» To be done
Filter the lines below, keeping every one that contains the word "dark", and copy each of those lines.

Entries taken from a collection

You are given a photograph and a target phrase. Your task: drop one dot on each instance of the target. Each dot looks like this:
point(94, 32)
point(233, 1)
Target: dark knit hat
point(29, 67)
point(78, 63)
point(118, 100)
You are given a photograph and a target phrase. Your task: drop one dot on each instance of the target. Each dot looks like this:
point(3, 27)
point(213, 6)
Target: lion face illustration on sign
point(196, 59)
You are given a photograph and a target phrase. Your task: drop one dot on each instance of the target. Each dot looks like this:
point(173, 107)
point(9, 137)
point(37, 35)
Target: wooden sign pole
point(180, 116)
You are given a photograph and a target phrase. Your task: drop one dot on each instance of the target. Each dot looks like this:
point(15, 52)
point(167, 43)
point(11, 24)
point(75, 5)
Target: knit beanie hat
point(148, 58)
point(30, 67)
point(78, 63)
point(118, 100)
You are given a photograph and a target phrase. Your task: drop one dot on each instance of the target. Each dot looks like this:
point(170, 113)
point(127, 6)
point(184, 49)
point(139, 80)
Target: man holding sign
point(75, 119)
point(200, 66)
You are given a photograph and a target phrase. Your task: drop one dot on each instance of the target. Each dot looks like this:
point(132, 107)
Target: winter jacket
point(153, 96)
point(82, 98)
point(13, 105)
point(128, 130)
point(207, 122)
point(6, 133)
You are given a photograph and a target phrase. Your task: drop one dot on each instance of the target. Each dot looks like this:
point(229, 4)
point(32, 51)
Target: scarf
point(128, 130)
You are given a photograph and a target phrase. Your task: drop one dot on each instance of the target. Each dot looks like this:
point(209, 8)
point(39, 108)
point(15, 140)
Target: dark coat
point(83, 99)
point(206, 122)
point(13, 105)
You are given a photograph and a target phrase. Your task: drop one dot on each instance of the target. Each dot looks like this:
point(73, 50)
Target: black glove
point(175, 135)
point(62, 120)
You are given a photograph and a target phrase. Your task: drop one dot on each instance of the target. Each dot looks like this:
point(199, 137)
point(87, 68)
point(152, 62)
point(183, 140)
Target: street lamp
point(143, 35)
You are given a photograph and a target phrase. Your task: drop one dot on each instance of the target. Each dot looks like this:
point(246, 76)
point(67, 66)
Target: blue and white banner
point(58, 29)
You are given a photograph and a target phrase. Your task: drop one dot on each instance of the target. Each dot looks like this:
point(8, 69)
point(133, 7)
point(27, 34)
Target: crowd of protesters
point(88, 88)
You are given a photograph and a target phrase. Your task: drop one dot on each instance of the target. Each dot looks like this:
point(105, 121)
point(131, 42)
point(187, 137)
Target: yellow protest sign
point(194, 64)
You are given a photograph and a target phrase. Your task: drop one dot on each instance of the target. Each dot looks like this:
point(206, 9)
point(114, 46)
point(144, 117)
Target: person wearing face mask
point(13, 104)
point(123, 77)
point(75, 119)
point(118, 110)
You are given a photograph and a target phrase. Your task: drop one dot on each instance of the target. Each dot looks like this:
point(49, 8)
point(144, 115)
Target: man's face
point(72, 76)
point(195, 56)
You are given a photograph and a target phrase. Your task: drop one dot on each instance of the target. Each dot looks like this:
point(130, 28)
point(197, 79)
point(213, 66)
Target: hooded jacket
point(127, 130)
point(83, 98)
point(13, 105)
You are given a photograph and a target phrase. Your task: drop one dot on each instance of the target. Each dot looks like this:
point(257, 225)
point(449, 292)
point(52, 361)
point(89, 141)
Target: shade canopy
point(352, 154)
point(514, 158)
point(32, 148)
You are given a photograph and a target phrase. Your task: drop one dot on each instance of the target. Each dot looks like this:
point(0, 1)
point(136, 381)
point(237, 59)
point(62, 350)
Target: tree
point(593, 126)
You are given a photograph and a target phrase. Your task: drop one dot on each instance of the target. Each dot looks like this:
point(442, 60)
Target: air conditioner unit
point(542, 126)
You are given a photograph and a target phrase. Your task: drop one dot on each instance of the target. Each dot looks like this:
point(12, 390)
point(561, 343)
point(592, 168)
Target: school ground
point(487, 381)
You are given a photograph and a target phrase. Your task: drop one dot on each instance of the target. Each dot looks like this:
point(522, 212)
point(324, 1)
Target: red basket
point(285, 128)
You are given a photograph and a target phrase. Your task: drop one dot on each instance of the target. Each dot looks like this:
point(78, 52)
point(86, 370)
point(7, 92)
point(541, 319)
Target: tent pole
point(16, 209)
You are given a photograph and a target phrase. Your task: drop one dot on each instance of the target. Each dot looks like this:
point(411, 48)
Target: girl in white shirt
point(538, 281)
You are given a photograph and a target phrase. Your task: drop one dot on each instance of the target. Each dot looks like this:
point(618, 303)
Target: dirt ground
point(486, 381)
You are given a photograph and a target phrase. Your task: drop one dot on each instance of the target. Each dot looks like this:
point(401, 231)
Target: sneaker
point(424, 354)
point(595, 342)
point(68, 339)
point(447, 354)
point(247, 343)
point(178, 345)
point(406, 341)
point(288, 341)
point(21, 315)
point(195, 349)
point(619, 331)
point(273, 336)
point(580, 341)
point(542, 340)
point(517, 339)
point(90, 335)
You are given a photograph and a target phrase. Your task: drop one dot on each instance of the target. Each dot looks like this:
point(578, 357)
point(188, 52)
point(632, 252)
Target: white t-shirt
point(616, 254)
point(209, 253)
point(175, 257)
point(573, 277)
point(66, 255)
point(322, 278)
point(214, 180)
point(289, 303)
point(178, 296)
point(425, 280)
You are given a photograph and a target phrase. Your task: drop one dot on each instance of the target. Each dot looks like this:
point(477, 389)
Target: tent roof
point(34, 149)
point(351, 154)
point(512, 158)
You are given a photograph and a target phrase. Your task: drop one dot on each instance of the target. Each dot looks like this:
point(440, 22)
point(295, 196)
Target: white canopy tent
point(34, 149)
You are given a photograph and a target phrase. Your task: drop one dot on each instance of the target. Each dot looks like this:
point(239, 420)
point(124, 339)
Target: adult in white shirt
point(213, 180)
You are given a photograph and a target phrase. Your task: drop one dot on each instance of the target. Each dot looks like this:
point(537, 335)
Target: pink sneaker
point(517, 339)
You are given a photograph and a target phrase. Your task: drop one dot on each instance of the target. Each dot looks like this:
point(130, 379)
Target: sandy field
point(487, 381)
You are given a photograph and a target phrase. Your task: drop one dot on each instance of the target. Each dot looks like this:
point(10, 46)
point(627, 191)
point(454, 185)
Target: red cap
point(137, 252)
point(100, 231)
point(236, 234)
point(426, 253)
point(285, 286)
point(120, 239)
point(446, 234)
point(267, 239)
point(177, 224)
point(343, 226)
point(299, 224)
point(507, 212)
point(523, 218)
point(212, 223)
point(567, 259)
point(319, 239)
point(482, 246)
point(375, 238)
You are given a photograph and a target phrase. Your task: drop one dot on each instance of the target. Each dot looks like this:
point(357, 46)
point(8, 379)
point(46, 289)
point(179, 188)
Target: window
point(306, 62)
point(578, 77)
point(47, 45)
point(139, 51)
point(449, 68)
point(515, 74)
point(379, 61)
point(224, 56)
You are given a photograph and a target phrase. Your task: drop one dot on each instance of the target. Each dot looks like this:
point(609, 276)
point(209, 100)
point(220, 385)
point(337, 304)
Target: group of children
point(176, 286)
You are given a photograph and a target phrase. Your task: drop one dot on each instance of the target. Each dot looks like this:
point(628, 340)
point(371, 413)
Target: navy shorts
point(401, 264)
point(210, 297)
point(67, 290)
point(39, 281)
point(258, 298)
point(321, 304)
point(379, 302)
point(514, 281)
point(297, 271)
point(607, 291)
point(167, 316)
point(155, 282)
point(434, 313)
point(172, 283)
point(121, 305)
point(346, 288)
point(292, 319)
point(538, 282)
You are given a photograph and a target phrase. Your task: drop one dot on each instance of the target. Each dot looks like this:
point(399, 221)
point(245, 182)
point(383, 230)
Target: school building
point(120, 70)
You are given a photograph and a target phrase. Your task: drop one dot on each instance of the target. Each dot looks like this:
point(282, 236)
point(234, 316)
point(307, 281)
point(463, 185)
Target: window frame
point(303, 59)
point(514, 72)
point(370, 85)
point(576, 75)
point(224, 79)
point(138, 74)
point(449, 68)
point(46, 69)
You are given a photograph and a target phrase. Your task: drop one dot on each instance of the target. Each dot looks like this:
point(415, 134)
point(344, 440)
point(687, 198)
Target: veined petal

» Correct answer
Target: dark knit hat
Target: dark coat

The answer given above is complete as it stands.